▸ Set exercise: Can you rewrite everything in the data below, from the line containing "Which pixel lies on the green grass" down to the line containing "pixel 235 53", as a numbered list with any blank lines dropped?

▸ Records provided:
****

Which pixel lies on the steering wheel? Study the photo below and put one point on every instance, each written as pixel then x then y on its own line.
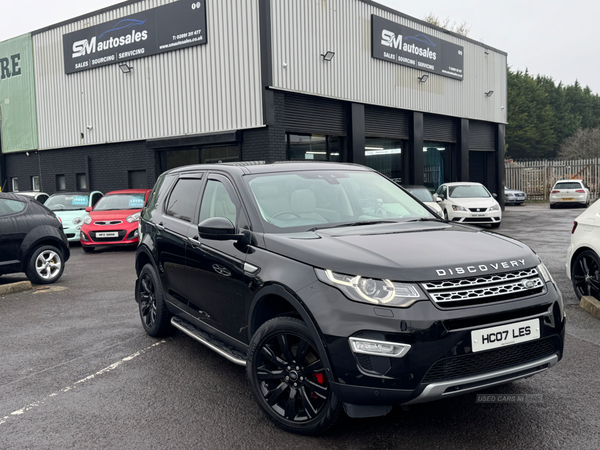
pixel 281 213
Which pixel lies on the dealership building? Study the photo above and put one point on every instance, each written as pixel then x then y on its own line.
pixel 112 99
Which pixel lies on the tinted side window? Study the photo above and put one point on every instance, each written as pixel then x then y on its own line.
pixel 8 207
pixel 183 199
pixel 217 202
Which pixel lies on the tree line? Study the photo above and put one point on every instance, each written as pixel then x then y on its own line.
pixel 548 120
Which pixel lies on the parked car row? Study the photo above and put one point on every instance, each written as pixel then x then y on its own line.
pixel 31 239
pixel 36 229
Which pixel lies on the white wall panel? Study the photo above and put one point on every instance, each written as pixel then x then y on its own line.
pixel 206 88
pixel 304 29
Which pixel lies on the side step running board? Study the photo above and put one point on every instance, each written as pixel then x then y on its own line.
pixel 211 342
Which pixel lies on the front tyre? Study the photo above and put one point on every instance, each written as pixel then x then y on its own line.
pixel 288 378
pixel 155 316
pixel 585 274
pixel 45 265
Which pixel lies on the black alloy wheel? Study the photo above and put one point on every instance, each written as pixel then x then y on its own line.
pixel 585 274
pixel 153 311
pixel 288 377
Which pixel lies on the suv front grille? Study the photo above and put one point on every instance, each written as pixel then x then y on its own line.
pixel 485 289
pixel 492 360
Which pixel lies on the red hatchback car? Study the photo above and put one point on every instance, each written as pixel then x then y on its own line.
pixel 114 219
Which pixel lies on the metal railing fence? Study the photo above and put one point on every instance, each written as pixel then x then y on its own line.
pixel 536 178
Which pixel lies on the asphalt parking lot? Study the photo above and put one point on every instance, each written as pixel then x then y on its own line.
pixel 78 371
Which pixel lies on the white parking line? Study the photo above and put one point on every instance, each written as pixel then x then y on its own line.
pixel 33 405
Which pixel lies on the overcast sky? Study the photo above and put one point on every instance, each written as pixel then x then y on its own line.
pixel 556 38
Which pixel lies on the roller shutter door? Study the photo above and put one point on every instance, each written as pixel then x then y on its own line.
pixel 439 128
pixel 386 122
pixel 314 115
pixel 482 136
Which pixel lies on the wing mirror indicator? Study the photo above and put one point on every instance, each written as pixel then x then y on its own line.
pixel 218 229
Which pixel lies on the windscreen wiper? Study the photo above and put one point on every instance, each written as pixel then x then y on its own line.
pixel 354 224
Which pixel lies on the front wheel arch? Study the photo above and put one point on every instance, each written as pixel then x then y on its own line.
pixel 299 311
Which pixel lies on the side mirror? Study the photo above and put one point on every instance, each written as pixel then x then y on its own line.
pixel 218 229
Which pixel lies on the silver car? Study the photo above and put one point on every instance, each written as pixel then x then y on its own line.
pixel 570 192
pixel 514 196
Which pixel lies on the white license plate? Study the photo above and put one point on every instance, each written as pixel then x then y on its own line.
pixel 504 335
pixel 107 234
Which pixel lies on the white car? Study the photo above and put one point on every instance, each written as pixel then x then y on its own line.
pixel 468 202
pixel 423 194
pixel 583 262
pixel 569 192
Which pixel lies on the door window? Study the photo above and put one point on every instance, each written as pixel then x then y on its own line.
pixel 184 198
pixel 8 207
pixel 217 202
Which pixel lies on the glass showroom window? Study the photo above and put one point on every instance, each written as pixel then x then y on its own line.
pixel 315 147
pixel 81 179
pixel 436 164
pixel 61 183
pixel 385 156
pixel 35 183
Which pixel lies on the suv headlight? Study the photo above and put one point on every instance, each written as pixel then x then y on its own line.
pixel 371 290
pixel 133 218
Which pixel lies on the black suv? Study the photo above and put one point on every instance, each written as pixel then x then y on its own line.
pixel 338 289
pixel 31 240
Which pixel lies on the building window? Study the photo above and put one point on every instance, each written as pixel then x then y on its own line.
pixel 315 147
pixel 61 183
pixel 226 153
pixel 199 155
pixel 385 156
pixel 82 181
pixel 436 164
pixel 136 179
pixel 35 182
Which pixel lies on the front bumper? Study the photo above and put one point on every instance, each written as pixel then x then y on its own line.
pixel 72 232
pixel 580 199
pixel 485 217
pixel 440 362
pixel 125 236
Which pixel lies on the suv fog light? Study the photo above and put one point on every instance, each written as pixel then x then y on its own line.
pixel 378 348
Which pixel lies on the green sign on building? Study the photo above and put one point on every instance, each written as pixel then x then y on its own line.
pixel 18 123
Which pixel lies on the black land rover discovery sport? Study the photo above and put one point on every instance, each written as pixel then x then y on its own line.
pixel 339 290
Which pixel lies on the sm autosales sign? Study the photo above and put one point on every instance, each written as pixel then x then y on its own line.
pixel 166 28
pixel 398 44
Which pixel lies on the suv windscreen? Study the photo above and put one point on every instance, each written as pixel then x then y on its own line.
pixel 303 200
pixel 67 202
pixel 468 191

****

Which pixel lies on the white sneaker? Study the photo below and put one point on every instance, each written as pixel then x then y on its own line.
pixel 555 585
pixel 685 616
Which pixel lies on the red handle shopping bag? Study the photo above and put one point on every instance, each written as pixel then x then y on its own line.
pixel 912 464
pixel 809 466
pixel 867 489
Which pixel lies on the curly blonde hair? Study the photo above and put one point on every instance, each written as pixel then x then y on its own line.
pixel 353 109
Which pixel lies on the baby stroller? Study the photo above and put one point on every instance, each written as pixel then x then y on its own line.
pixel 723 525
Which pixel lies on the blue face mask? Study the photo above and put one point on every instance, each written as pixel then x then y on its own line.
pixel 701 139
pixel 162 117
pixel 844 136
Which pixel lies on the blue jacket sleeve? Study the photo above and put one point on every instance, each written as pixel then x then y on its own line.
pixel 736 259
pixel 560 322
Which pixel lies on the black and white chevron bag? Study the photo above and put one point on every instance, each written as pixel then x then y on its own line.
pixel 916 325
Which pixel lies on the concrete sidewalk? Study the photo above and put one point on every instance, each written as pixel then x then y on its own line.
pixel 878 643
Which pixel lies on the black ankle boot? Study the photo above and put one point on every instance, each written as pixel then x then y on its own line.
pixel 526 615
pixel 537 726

****

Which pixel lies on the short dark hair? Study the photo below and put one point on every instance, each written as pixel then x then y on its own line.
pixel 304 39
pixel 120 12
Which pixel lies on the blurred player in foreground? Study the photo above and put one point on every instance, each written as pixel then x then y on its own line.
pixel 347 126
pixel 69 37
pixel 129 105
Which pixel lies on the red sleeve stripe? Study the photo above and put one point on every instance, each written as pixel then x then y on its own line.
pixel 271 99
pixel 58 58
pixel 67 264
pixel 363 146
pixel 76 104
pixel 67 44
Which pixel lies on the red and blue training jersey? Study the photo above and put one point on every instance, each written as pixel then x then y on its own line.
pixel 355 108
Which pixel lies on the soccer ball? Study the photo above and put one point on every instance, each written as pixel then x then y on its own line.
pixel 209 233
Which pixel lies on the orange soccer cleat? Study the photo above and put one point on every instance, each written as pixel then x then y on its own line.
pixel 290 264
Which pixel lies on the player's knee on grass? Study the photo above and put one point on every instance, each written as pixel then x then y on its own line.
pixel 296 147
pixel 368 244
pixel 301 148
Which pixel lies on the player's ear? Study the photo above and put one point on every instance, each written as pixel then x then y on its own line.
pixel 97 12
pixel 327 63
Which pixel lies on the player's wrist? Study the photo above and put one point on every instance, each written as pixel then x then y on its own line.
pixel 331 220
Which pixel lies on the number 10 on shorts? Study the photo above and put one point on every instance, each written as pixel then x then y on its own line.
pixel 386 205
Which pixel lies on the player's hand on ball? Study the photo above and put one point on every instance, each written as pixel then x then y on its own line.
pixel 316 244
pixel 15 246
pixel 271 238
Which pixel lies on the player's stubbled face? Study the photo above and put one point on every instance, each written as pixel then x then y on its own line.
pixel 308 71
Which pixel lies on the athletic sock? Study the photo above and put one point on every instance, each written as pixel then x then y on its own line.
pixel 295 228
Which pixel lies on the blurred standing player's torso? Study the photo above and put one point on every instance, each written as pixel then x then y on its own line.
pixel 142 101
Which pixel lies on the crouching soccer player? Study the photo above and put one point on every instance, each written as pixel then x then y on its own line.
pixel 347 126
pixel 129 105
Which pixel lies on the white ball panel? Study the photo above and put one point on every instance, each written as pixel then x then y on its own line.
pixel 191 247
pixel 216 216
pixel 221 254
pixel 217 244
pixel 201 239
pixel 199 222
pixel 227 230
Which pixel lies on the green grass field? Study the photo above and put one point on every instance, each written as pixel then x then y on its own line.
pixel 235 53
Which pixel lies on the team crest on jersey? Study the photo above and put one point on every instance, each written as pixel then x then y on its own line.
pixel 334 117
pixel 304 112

****

▸ Answer to the exercise:
1. Which pixel lies on the green grass field? Study the photo above and put one point on every instance, each written as pixel then x then y on its own line.
2. pixel 235 53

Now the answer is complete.